▶ **Source records**:
┄┄┄┄┄┄┄┄┄┄┄┄┄┄┄┄┄┄┄┄
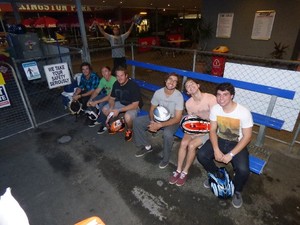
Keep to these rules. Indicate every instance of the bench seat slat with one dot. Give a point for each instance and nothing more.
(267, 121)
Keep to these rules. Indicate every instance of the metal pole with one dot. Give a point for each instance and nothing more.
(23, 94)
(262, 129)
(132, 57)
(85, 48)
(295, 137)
┄┄┄┄┄┄┄┄┄┄┄┄┄┄┄┄┄┄┄┄
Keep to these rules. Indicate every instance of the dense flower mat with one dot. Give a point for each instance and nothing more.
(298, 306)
┄┄┄┄┄┄┄┄┄┄┄┄┄┄┄┄┄┄┄┄
▶ **What you will do**: Gather every line in the records that contains the word "dense".

▶ **Answer for this exercise**:
Keep to these rules. Indicate every instance of the dense flower mat with one dot. Give a point for each instance and nothing more.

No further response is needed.